YOUR GOAL
The entire listing below must be written out word for word.

● ● ●

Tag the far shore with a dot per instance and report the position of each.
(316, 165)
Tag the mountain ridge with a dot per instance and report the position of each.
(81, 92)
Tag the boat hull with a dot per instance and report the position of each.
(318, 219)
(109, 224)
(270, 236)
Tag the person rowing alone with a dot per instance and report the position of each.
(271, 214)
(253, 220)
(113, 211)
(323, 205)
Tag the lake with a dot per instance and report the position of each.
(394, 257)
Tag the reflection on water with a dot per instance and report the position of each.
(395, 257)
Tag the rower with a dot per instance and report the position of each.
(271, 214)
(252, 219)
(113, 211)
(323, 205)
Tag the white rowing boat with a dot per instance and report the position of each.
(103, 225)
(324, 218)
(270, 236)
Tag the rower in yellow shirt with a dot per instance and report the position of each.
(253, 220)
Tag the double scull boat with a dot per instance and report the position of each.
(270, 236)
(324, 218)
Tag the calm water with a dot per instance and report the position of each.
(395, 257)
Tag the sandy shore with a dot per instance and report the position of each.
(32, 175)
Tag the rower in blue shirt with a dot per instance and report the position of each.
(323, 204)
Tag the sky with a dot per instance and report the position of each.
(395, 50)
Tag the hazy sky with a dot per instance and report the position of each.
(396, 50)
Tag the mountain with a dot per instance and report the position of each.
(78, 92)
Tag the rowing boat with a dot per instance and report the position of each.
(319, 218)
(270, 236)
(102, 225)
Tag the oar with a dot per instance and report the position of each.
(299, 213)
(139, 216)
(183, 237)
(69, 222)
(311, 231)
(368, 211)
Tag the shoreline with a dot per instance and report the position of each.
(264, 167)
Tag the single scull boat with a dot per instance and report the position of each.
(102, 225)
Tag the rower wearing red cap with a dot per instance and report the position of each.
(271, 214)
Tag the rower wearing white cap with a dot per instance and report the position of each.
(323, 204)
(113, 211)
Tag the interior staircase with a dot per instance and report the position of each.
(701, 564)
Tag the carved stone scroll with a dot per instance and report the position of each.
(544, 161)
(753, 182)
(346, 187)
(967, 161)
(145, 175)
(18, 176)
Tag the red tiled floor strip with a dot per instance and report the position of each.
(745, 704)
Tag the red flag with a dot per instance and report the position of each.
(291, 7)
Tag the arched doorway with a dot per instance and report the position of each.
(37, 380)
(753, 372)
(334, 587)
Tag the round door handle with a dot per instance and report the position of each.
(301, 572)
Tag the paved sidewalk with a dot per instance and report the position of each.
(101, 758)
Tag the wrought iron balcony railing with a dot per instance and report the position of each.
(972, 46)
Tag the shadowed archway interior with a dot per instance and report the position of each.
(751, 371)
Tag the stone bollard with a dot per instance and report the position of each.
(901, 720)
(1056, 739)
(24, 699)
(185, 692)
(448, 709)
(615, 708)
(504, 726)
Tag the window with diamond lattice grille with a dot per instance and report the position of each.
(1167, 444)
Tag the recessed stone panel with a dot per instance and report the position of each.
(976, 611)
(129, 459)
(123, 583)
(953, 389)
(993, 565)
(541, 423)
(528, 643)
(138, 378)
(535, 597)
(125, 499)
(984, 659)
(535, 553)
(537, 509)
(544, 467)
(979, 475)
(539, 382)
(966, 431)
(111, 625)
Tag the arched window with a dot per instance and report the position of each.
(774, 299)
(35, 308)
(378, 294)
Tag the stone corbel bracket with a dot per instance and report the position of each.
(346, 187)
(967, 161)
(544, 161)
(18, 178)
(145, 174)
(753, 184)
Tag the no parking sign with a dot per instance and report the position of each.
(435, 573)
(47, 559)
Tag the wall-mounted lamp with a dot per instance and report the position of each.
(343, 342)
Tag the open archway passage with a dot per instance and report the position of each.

● ● ●

YOUR RESPONSE
Tag the far shore with a dot per instance and report the position of each.
(316, 165)
Tag the mountain ridge with a dot per instance and report the position of each.
(81, 92)
Tag the boat hull with a dot per instance and report the position of each.
(318, 219)
(109, 224)
(270, 236)
Tag the person rowing alone with a dot per instance and report the position of each.
(271, 214)
(253, 220)
(113, 211)
(323, 205)
Tag the lake with a dot per instance and report the position of each.
(394, 257)
Tag the reflection on water with a dot per instance and report the position of each.
(395, 257)
Tag the rower with a dot per instance and report the position of each.
(271, 214)
(252, 219)
(113, 211)
(323, 205)
Tag the white rowing boat with a dot per instance and report the position of each.
(103, 225)
(324, 218)
(270, 236)
Tag the rower in yellow shirt with a dot per instance and report the position of each.
(253, 220)
Tag the double scull boat with a dot per instance and report the position of each.
(270, 236)
(324, 218)
Tag the calm water with a dot per instance and report the position of each.
(395, 257)
Tag the sandy shore with a dot per instance and report the position of each.
(32, 175)
Tag the rower in blue shirt with a dot per instance and report the position of each.
(323, 204)
Tag the sky with a dot per instance and report the position of each.
(395, 50)
Tag the hazy sky with a dot per instance and report the position of each.
(396, 50)
Tag the mountain with a dot per instance and report the position of each.
(78, 92)
Tag the rowing boat with a dot per instance and report the position of each.
(319, 218)
(270, 236)
(102, 225)
Tag the oar with a dot per instance and report the position of each.
(299, 213)
(139, 216)
(183, 237)
(69, 222)
(311, 231)
(368, 211)
Tag the shoreline with a dot per instance and report the position of each.
(264, 167)
Tag the single scull boat with a dot per instance and report the position of each.
(102, 225)
Tag the rower wearing red cap with a dot per instance and report the position of each.
(271, 214)
Tag the rower wearing white cap with a dot per instance and report the position of each.
(323, 204)
(113, 211)
Tag the interior staircase with a dot per instance and report the position of each.
(701, 564)
Tag the carved stone scroll with a dot per instance and report the position of each.
(544, 161)
(753, 182)
(346, 187)
(967, 161)
(145, 175)
(18, 176)
Tag the red tiled floor strip with a dot per instance and report the position of each.
(745, 704)
Tag the red flag with a dot per instance and report the position of each.
(291, 7)
Tag the arched doorway with a dot per instance and report the position of each.
(37, 380)
(753, 372)
(334, 587)
Tag the round door handle with a dot per instance and report the position of each.
(301, 572)
Tag the paved sidewalk with a dot per instance and report the position of each.
(101, 758)
Tag the wrought iron balcony railing with a dot per instance and report the position of each.
(972, 46)
Tag the shadowed archway interior with a dot per instance and report the position of each.
(751, 371)
Tag the stone bollard with a dot per instance and report the position of each.
(901, 720)
(1056, 739)
(24, 699)
(185, 692)
(448, 709)
(615, 708)
(504, 726)
Tag the window with diamond lattice grille with a dot per instance and report the position of each.
(1167, 444)
Tag the recessed stone panel with a dot per instance and report the position of each.
(976, 611)
(129, 459)
(123, 583)
(953, 389)
(993, 565)
(541, 423)
(528, 643)
(138, 378)
(535, 597)
(125, 499)
(984, 659)
(535, 553)
(537, 509)
(544, 467)
(979, 475)
(539, 382)
(966, 431)
(111, 625)
Tag the arched window with a dot per instance and report the position of each.
(774, 299)
(35, 308)
(378, 294)
Tag the stone corbel bracket with a dot per instance and report the position of each.
(346, 187)
(967, 161)
(544, 161)
(18, 178)
(145, 174)
(753, 184)
Tag the no parking sign with a dot per instance and report the position of each.
(435, 573)
(47, 559)
Tag the wall-mounted lamp with a dot per instance and report the position of each.
(343, 342)
Tag the open archway passage with a dot per instance and report the position of each.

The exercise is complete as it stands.